_Tarefas propostas_:
1. Conte quantas linhas contêm a palavra "ceiling" e informe somente o número. Considere a distinção entre maiúsculas e minúsculas.
2. Escreva a continuação do texto sobre a Conferência Livre acerca da precarização do trabalho, a partir do ponto em que ele termina.

------ Texto da página ------

A Escola Politécnica de Saúde Joaquim Venâncio (EPSJV/Fiocruz) sediou, no dia 29 de abril, a Conferência Livre “Precarização do Trabalho e Direitos Humanos: como garantir o direito à saúde das trabalhadoras e dos trabalhadores informais e precarizados”, realizada de forma híbrida, com participação presencial e remota.
O evento reuniu 302 trabalhadores e foi organizado pelo Centro de Estudos da Saúde do Trabalhador e Ecologia Humana (CESTEH/ENSP/Fiocruz), em parceria com a EPSJV, a Coordenação de Saúde do Trabalhador (CST/Cogepe/Fiocruz), o Sindicato dos Trabalhadores da Fiocruz (Asfoc-SN) e a Associação Brasileira de Saúde Coletiva (Abrasco), em articulação com movimentos sociais de trabalhadores.
Durante a conferência, foram aprovadas três diretrizes e nove propostas que irão compor um documento a ser apresentado na 5ª Conferência Nacional de Saúde do Trabalhador e da Trabalhadora (5ª CNSTT), marcada para os dias 18 a 21 de agosto de 2025, em Brasília. Também foram eleitos seis delegados, todos representantes de movimentos sociais, que levarão essas propostas à etapa nacional.
Construção coletiva
Seis movimentos sociais formados por trabalhadores precarizados — formais ou informais — participaram ativamente da construção da Conferência Livre. São eles: o Movimento Unidos dos Camelôs (MUCA); a Associação de Motofretistas Autônomos (AMABR); a União Moto Bike (UMB); a Associação dos Cuidadores da Pessoa Idosa, da Saúde Mental e com Deficiência do Estado do Rio de Janeiro (ACIERJ); o Movimento das Comunidades Populares (MCP) e o coletivo Elas por Elas Providência. Alguns sindicatos também participaram, como o Sindicato dos Nutricionistas do Estado do Rio de Janeiro (SINERJ) e o Sindicato dos Trabalhadores em Combate às Endemias e Saúde Preventiva no Estado do Rio de Janeiro (SINTSAÚDERJ).
Para assegurar essa ampla participação, os organizadores das instituições da Fiocruz se articularam com os diversos coletivos. “Para que a Conferência faça sentido, esses sujeitos precisavam participar da sua construção”, disse Geandro Pinheiro, professor-pesquisador da EPSJV.
Além do critério estabelecido pela organização do evento, de que apenas trabalhadores precarizados e vinculados a movimentos sociais poderiam ser eleitos delegados, coube a esses movimentos a redação de todas as diretrizes e propostas que seriam submetidas à votação ao longo do dia. “Acho que esse é o grande mérito da Conferência: seu caráter disruptivo na forma como foi proposta. Ela rompeu com o campo da institucionalidade e com o protagonismo exclusivo de instituições que tradicionalmente organizam conferências livres, para dar lugar a uma conferência em que o sujeito não fosse mais tratado como objeto”, destacou Geandro.

------ Linhas exibidas ------

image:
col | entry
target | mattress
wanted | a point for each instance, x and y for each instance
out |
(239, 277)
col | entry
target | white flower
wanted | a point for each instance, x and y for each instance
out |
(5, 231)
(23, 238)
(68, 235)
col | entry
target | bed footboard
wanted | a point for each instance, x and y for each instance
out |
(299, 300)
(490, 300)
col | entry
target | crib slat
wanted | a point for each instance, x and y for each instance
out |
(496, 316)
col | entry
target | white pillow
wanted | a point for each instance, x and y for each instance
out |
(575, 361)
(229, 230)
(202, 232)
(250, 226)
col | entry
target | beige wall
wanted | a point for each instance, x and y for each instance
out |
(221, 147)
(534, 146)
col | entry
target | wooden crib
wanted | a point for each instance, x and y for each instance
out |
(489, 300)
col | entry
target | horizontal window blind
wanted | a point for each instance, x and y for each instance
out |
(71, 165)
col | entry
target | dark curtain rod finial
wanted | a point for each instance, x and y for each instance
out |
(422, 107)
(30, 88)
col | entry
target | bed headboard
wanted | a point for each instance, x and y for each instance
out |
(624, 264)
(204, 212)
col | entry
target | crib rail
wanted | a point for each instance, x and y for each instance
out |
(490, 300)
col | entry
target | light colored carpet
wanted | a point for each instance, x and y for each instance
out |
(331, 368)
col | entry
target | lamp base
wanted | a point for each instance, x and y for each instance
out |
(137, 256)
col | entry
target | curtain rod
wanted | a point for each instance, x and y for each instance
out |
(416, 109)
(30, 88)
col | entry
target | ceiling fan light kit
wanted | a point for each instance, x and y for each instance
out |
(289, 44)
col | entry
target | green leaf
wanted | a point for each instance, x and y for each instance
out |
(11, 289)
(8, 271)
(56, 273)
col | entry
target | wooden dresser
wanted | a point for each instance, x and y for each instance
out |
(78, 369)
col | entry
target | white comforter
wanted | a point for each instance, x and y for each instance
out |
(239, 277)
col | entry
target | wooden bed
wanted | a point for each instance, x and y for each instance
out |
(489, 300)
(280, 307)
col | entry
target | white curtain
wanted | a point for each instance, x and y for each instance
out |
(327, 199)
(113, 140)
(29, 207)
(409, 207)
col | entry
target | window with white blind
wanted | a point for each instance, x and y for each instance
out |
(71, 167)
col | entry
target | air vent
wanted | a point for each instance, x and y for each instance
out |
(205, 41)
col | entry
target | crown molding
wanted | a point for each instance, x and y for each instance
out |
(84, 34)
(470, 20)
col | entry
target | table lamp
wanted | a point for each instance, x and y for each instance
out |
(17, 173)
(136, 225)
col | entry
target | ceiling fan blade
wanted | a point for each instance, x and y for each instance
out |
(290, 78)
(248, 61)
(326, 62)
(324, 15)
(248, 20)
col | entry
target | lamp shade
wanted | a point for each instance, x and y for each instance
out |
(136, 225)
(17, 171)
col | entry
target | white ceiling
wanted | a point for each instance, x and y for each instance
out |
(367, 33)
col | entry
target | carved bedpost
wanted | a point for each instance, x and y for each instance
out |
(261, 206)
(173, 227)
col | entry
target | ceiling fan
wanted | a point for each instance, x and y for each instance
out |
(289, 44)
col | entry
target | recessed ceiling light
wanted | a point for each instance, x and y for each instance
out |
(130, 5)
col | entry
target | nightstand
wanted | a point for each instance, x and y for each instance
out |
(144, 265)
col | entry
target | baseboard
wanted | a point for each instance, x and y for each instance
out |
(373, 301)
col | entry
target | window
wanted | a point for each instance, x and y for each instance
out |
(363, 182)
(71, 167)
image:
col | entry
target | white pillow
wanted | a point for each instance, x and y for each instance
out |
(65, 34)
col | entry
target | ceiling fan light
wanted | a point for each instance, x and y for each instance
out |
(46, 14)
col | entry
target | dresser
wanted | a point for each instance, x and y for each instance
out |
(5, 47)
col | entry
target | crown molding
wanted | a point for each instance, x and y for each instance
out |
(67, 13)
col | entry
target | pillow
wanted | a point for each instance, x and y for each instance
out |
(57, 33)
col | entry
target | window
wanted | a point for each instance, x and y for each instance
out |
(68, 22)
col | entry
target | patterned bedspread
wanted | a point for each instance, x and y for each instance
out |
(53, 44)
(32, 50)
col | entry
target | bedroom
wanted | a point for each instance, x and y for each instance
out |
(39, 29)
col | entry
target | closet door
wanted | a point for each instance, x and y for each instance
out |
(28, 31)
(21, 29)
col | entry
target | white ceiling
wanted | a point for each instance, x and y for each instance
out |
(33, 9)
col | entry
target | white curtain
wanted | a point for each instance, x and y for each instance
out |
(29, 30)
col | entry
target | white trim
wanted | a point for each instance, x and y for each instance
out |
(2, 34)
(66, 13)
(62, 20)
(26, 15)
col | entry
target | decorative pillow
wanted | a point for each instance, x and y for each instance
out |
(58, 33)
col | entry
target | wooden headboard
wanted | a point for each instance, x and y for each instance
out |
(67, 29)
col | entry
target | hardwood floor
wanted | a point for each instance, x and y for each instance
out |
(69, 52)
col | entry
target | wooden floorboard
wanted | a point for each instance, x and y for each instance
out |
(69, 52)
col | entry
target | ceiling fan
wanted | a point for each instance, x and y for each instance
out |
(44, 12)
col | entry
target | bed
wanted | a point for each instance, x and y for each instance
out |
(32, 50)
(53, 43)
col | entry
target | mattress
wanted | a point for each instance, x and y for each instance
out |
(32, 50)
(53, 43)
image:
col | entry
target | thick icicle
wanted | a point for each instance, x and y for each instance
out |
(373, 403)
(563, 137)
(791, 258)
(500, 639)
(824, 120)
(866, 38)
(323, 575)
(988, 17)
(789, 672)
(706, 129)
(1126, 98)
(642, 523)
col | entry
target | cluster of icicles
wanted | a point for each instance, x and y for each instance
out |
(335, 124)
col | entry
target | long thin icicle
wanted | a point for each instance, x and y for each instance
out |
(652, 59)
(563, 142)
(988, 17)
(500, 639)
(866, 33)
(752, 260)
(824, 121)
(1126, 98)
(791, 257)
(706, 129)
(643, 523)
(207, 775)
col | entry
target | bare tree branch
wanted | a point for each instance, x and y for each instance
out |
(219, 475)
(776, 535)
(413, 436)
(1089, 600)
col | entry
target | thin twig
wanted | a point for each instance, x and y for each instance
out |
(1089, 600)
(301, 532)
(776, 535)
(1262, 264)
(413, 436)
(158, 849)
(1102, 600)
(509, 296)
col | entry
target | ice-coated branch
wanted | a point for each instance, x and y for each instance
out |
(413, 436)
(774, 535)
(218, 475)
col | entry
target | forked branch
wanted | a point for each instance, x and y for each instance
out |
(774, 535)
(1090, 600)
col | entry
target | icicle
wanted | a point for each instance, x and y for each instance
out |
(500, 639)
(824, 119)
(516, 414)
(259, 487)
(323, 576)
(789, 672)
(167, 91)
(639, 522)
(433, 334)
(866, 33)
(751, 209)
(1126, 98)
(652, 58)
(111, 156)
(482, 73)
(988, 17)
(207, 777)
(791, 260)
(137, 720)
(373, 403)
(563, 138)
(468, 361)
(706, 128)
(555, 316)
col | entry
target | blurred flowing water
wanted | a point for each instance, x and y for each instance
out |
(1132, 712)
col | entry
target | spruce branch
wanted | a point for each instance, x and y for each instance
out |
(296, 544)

------

_Respostas por tarefa_:
1. 8

2.
Além dos trabalhadores informais, como camelôs, ambulantes e plataformizados, como entregadores por aplicativo, também participaram da Conferência trabalhadores formais que atuam em condições precárias. “Eu sou um trabalhador formal, mas também sou precarizado. Mesmo com direitos trabalhistas garantidos em lei, esses direitos não são cumpridos”, relatou Altamiro dos Santos, Agente Comunitário de Endemias e representante do SINTSAÚDERJ. Ele denunciou a precarização da profissão, que não prevê exames de saúde regulares para os trabalhadores que se expõem diariamente a produtos tóxicos.
“São as pessoas do movimento que têm mais visão das coisas”
Para Geandro, permitir que apenas alguns trabalhadores pudessem se candidatar a delegados foi uma forma de desinstitucionalizar a Conferência. “Em muitas conferências, apenas pessoas ligadas à institucionalidade da própria organização acabam se tornando delegadas. Embora isso seja legítimo, ao mesmo tempo, gera uma contradição, porque impede que a conferência seja realmente livre e que algo novo possa emergir — para além da presença dos próprios movimentos”, explicou.
Por isso, um dos objetivos dos organizadores era garantir que a conferência fosse, de fato, livre. “Aqui, tentamos romper com isso. Nenhum dos nossos delegados faz parte da institucionalidade que está organizando esta Conferência”, afirmou Geandro.
Arielle Barreiros, integrante do coletivo Elas por Elas Providência, reforçou a importância dessa escolha. “São as pessoas do movimento que têm mais visão das coisas, são elas que mais convivem, que estão ali no dia a dia e que sentem na pele o que está acontecendo dentro da comunidade”, ressaltou.
Dos seis delegados escolhidos por votação do público ao final do evento, duas fazem parte do coletivo de mulheres ambulantes ao qual Arielle também pertence: Simone Francisco e Carol Alves. Também foram eleitos: Maria do Carmo, do Movimento Unido dos Camelôs (MUCA); Roberto Machado das Neves, da União Moto Bike; Robson José de Souza, do Sindicato dos Trabalhadores das Indústrias de Frios (Sintrafrio); e Thais Aparecida, do Movimento das Comunidades Populares (MCP – Manguinhos).
“É uma conferência revolucionária!”, comemorou Maria do Carmo, conhecida como Maria dos Camelôs. “Já participei de várias e, nas conferências livres, o que acontece muitas vezes é que os coletivos vêm, constroem, ocupam o espaço, mas depois acabam ficando pra trás. Não vivem a experiência de ir às conferências nacionais”, relatou. E completa: “O modelo pensado para este evento é a melhor forma de permitir que os trabalhadores falem a partir da sua própria vivência, daquilo que sentem na pele.”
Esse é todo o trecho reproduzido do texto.